_What you should do_: Copy out the material below word for word, from the line with "Pass-network tagging: label the leather" up to and including the line with "[(266, 413)]", and nothing else.
»»
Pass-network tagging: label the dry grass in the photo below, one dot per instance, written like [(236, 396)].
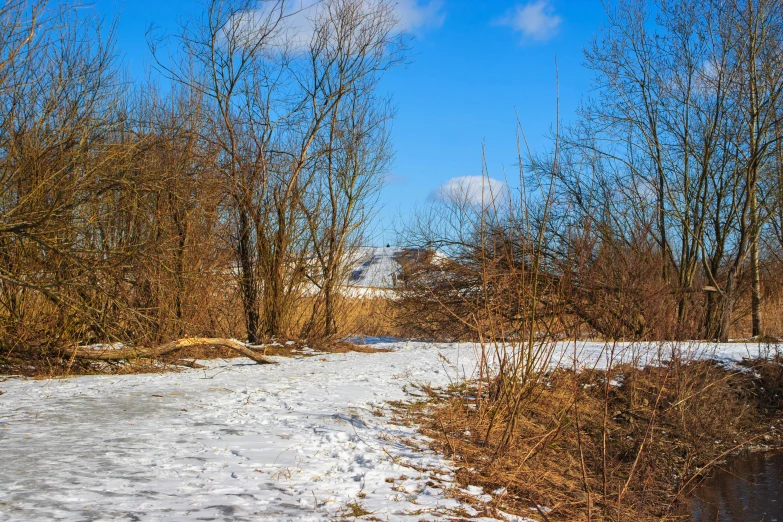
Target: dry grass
[(661, 429)]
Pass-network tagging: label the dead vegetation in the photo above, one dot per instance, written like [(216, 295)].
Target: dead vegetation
[(628, 444)]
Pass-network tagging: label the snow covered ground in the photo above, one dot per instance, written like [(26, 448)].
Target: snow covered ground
[(301, 440)]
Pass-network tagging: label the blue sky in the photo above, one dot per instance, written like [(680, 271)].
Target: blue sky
[(475, 65)]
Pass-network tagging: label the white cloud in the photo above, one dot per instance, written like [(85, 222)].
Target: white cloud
[(297, 27), (535, 20), (476, 190), (415, 16)]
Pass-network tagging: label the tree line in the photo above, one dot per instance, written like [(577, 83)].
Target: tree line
[(656, 214), (222, 196)]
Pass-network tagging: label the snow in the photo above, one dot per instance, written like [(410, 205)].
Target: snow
[(301, 440), (374, 267)]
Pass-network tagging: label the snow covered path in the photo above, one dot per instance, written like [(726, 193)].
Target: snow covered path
[(236, 442), (296, 441)]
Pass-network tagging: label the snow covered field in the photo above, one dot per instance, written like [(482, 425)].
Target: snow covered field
[(301, 440)]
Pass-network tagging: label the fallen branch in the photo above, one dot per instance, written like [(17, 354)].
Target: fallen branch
[(153, 353)]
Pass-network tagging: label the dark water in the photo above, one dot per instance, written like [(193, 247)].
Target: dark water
[(749, 488)]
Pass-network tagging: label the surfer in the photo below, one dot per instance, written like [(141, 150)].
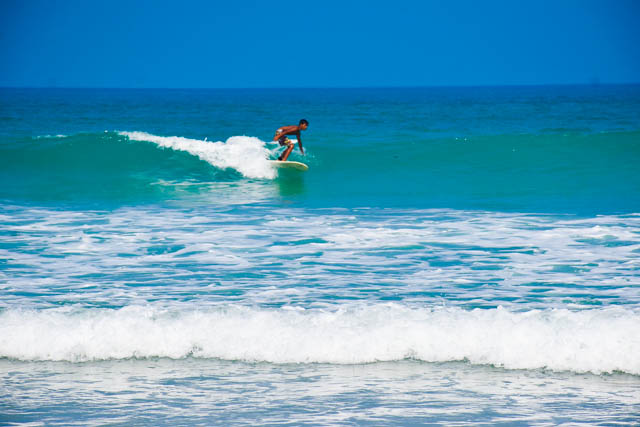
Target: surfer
[(281, 137)]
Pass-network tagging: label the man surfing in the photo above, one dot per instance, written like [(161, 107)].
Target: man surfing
[(281, 137)]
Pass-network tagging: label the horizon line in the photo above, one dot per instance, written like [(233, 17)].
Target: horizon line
[(323, 87)]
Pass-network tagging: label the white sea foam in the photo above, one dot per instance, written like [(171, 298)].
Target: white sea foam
[(315, 258), (247, 155), (597, 341)]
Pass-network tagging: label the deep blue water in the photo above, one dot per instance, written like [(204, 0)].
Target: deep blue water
[(453, 255)]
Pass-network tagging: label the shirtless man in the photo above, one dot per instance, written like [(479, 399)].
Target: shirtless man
[(281, 137)]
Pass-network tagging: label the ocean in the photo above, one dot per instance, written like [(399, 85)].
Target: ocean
[(454, 256)]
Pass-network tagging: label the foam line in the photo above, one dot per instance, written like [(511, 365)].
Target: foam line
[(247, 155), (597, 340)]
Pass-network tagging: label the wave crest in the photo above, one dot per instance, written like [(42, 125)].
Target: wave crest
[(597, 341), (247, 155)]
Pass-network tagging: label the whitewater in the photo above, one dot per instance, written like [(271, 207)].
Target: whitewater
[(477, 261)]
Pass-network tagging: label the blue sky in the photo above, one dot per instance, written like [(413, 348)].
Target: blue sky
[(128, 43)]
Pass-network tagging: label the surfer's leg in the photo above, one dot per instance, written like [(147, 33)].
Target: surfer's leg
[(285, 154)]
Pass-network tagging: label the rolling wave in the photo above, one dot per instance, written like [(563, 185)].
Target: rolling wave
[(597, 341)]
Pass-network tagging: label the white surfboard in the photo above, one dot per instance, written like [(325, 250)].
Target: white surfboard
[(289, 165)]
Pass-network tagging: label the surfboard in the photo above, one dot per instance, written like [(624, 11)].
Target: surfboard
[(289, 165)]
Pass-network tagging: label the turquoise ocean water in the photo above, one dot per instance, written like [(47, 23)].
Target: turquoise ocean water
[(453, 255)]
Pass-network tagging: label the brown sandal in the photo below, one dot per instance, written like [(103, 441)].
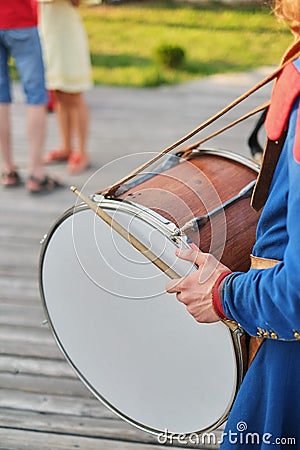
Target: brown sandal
[(11, 179), (44, 186)]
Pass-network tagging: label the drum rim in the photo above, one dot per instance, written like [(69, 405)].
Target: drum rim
[(167, 227)]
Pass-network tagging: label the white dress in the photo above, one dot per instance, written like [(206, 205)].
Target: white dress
[(65, 47)]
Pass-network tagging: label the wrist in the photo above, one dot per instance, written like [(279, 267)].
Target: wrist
[(216, 295)]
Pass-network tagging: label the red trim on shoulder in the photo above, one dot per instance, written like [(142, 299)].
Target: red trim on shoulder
[(285, 92), (216, 297), (296, 149)]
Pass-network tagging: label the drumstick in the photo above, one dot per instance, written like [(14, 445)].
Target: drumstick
[(126, 235), (200, 221), (231, 324)]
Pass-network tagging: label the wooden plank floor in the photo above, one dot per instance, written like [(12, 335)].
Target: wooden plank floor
[(43, 405)]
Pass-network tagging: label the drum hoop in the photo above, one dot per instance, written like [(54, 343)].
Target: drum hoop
[(167, 227)]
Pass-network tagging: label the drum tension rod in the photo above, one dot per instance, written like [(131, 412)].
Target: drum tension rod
[(200, 221)]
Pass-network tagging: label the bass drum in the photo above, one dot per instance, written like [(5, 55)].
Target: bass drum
[(136, 347)]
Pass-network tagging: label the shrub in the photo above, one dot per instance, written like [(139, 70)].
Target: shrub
[(170, 56)]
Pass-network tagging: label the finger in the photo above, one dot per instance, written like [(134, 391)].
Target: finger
[(172, 286), (194, 247), (193, 255), (187, 254)]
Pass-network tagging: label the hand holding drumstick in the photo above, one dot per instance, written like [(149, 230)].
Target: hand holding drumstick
[(196, 289)]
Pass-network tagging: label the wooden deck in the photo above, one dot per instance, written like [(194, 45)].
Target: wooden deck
[(43, 405)]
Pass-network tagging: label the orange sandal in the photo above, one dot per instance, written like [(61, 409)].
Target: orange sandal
[(44, 186), (57, 155), (11, 179), (77, 163)]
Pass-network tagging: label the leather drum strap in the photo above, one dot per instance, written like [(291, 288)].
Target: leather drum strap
[(255, 342)]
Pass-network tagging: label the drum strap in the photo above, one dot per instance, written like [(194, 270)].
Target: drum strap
[(256, 342), (290, 55), (269, 161)]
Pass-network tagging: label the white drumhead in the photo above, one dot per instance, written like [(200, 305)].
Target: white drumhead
[(134, 345)]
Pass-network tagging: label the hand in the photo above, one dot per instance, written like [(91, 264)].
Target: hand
[(75, 2), (195, 290)]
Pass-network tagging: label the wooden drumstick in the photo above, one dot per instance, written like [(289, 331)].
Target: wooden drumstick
[(232, 325), (126, 235)]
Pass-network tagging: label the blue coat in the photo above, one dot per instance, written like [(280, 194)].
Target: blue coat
[(266, 413)]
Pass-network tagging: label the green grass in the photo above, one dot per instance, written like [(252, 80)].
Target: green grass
[(216, 39)]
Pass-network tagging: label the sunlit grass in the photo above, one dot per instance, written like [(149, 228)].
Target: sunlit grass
[(216, 39)]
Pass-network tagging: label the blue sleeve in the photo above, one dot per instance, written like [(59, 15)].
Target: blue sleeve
[(267, 302)]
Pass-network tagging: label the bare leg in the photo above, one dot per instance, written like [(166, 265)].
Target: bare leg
[(74, 120), (5, 138), (81, 123), (64, 123), (36, 128)]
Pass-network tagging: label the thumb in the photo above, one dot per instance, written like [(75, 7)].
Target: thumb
[(190, 254)]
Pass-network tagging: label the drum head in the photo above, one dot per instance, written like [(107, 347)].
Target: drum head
[(134, 345)]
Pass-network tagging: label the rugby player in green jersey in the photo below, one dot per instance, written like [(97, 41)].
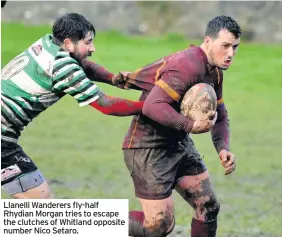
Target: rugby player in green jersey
[(52, 67)]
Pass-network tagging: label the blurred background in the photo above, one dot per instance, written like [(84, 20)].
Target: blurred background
[(261, 20), (79, 149)]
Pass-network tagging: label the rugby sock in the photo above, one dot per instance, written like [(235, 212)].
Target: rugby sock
[(203, 228), (136, 219)]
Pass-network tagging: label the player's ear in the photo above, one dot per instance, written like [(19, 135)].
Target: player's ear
[(69, 45), (207, 39)]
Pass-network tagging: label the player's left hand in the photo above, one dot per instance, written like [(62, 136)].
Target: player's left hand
[(120, 79), (228, 161)]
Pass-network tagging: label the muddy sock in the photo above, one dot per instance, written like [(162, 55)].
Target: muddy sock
[(136, 219)]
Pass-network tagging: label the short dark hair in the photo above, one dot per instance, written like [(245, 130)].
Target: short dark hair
[(223, 22), (73, 26)]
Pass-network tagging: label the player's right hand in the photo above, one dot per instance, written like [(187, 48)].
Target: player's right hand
[(204, 124), (120, 80)]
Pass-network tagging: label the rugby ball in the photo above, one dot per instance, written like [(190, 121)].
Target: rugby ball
[(198, 100)]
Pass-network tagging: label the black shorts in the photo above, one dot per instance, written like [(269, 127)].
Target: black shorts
[(155, 171), (14, 163)]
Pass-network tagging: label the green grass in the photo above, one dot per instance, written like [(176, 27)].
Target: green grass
[(79, 149)]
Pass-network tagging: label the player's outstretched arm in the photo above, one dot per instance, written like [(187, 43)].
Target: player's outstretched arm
[(220, 132), (117, 106), (96, 72)]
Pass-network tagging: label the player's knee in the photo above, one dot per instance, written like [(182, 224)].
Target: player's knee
[(163, 227), (212, 207)]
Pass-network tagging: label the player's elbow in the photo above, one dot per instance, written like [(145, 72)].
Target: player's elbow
[(147, 109)]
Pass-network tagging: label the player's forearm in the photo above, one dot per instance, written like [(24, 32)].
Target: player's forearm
[(95, 72), (164, 114), (117, 106), (220, 131)]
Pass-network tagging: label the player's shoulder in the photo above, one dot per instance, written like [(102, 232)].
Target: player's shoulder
[(189, 59), (219, 74)]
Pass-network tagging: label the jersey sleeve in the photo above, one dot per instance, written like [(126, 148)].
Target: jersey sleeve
[(69, 77)]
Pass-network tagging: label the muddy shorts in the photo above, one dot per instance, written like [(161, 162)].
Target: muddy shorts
[(155, 171), (18, 171)]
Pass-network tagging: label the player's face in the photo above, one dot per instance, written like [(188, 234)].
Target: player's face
[(84, 47), (222, 49)]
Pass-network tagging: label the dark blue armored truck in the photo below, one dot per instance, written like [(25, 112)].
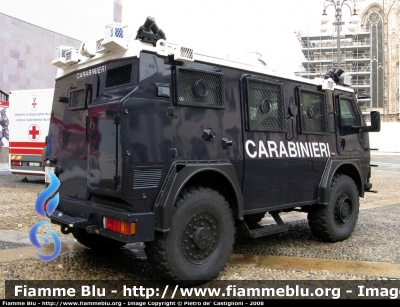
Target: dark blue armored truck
[(155, 143)]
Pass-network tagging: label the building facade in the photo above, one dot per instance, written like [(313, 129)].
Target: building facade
[(369, 56)]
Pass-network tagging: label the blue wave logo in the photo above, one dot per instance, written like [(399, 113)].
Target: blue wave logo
[(40, 209)]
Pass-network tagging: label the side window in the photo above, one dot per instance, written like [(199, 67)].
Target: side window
[(312, 112), (348, 113), (199, 88), (265, 105)]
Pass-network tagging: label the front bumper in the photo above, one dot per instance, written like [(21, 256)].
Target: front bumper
[(89, 216)]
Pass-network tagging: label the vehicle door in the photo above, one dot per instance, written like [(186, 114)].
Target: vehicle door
[(349, 141), (266, 165)]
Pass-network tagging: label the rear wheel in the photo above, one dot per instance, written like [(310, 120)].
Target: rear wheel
[(94, 241), (336, 221), (200, 240)]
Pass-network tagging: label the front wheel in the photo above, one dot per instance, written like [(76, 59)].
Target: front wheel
[(337, 220), (200, 240)]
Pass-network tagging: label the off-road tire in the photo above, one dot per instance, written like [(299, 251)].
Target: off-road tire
[(94, 241), (337, 220), (199, 242)]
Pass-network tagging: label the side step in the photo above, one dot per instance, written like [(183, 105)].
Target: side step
[(266, 230)]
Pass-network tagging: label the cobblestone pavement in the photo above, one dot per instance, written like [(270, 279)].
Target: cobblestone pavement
[(295, 255)]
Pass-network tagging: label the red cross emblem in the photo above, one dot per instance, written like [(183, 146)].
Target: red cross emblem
[(34, 132)]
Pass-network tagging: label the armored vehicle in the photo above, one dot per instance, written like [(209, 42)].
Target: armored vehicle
[(154, 142)]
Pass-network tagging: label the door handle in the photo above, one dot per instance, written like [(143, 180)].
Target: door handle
[(226, 143)]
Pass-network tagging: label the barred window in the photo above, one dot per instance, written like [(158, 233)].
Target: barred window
[(312, 112), (265, 105), (348, 113), (200, 88)]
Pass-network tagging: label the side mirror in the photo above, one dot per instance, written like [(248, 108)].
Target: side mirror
[(375, 123)]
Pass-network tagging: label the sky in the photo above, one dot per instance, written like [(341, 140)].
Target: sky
[(227, 26), (234, 26)]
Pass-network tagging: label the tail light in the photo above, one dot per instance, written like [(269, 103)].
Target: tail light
[(125, 228)]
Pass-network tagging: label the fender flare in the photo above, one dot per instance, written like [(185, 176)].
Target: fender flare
[(331, 169), (178, 176)]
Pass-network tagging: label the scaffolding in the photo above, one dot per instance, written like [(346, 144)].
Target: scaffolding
[(321, 53)]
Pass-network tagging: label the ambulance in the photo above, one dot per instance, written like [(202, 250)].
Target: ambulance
[(29, 118)]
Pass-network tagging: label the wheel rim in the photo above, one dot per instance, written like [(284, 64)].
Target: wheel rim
[(343, 209), (200, 238)]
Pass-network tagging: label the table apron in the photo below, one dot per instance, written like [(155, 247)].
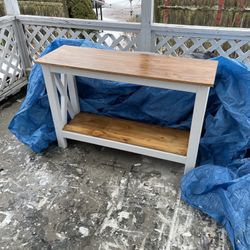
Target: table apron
[(193, 88)]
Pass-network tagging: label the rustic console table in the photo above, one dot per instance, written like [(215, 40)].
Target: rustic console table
[(60, 67)]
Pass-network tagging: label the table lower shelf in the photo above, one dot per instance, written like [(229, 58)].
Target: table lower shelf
[(135, 133)]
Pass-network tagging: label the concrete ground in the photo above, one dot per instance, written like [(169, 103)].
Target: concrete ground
[(90, 197)]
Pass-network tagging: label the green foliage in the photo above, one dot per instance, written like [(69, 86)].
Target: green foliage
[(81, 9)]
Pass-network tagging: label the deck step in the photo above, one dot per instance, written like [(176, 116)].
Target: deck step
[(131, 132)]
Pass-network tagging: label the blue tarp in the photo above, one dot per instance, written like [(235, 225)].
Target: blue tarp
[(220, 187)]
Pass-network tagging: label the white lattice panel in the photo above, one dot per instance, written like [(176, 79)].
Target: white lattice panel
[(11, 70), (185, 46), (38, 37)]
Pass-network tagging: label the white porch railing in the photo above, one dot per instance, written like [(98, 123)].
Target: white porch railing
[(23, 38)]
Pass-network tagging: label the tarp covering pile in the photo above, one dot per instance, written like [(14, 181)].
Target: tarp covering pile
[(220, 187)]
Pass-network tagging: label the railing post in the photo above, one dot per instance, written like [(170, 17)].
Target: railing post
[(12, 8), (145, 38)]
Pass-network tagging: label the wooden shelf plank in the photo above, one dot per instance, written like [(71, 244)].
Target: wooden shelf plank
[(142, 65), (131, 132)]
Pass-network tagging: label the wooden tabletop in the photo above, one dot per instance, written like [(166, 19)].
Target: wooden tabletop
[(143, 65)]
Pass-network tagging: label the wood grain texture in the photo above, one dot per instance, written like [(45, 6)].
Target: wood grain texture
[(131, 132), (155, 67)]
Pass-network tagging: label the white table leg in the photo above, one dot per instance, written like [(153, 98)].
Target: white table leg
[(73, 94), (196, 127), (52, 92)]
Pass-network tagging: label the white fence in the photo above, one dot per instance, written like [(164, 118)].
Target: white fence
[(23, 38)]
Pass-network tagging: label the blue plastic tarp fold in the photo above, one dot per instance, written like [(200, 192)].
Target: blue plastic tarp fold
[(220, 187)]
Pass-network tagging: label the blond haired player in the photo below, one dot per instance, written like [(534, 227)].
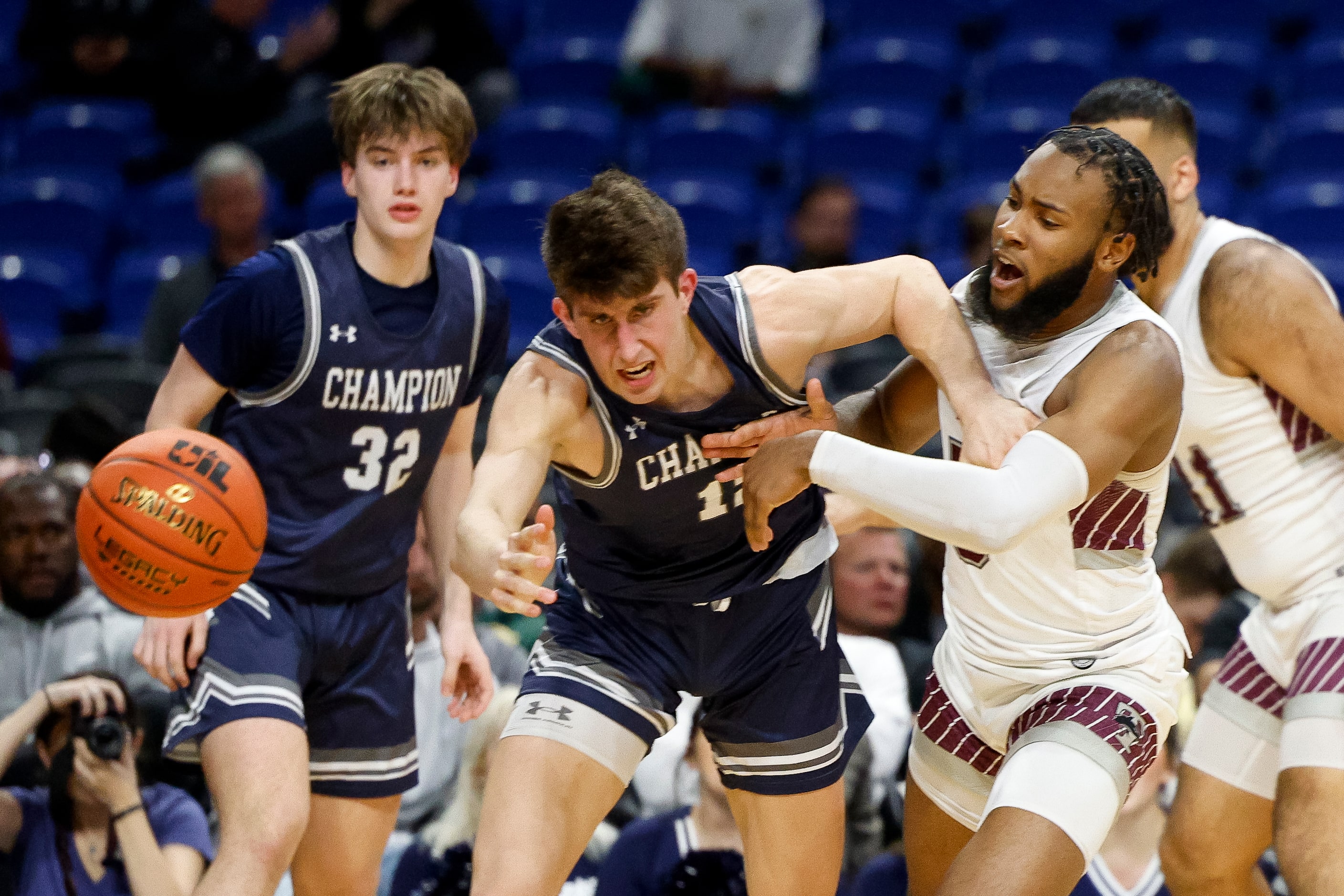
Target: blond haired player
[(1264, 406)]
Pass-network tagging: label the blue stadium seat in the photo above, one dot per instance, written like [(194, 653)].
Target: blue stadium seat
[(45, 210), (870, 140), (35, 288), (875, 69), (510, 211), (530, 292), (1222, 139), (713, 140), (135, 276), (327, 203), (1311, 140), (563, 140), (600, 18), (1300, 210), (886, 218), (1043, 69), (96, 134), (577, 66), (1319, 70), (717, 211), (996, 139), (1206, 68), (940, 230)]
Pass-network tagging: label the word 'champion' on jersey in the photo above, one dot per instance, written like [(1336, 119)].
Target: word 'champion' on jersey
[(354, 389), (666, 465)]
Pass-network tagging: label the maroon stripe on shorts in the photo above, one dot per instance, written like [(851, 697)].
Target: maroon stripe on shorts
[(943, 725), (1320, 668), (1246, 677), (1117, 719)]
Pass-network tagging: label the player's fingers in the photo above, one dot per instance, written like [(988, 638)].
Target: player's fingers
[(731, 473), (199, 635)]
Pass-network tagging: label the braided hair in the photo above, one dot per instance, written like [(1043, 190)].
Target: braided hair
[(1139, 199)]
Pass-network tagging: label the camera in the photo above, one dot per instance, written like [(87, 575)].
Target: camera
[(105, 735)]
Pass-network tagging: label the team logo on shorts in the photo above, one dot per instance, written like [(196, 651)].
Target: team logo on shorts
[(561, 715), (1131, 726)]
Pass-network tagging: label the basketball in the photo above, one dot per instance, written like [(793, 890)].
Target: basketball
[(171, 523)]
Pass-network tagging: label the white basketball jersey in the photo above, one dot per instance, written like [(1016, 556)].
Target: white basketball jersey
[(1268, 479), (1078, 592)]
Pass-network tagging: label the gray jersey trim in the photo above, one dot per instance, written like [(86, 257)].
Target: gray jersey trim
[(612, 456), (752, 347), (312, 335), (473, 262)]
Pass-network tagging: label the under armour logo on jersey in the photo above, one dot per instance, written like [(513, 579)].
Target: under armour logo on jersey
[(1131, 723), (561, 715)]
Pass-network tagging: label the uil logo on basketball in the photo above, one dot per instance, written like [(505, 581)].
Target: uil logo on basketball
[(1131, 726)]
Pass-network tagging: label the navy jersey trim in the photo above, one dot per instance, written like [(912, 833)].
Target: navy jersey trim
[(752, 347), (473, 262), (312, 331), (612, 456)]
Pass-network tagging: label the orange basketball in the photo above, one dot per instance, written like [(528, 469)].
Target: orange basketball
[(171, 523)]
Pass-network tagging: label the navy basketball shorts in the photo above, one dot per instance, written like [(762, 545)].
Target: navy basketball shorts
[(343, 672), (782, 710)]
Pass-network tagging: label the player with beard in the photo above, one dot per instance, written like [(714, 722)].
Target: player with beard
[(1060, 672), (1261, 453)]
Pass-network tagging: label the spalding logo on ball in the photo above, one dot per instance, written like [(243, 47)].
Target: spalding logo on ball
[(171, 523)]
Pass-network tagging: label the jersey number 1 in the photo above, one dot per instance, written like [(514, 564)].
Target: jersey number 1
[(370, 470)]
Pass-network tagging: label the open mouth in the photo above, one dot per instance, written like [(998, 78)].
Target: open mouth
[(1004, 274), (637, 374)]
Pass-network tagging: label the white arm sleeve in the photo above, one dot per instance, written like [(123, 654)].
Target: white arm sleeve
[(968, 507)]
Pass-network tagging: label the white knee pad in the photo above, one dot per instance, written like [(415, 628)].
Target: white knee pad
[(581, 727), (1313, 742), (1063, 786), (1231, 751)]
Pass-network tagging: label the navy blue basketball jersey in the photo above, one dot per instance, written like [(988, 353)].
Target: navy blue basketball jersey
[(655, 524), (344, 447)]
««
_Exercise solution_:
Pass-network tagging: label the leather drum strap in the photo above, one dot per instance, written like [(291, 288)].
Target: leather drum strap
[(255, 342)]
Pass-network tagging: label the drum strap in the photo above, one dot per instance, written like [(194, 270)].
Target: drum strap
[(256, 342), (290, 55), (269, 161)]
Pass-network tagging: label the white drumhead in the photo above, one dot per instance, written like [(200, 305)].
Target: white drumhead
[(134, 345)]
Pass-network tagging: label the hand in the photo above, one dot per instance, written like [(91, 264)].
Target: hand
[(75, 2), (195, 290)]
Pass-network tagging: label the wooden drumstick in the photo above, one dot per instance, written like [(289, 331)].
Target: wooden drumstick
[(232, 325), (126, 235)]
Pass-network tagging: label the blue coat in the photo above, one dot per instance, written like [(280, 194)].
Target: blue coat
[(266, 413)]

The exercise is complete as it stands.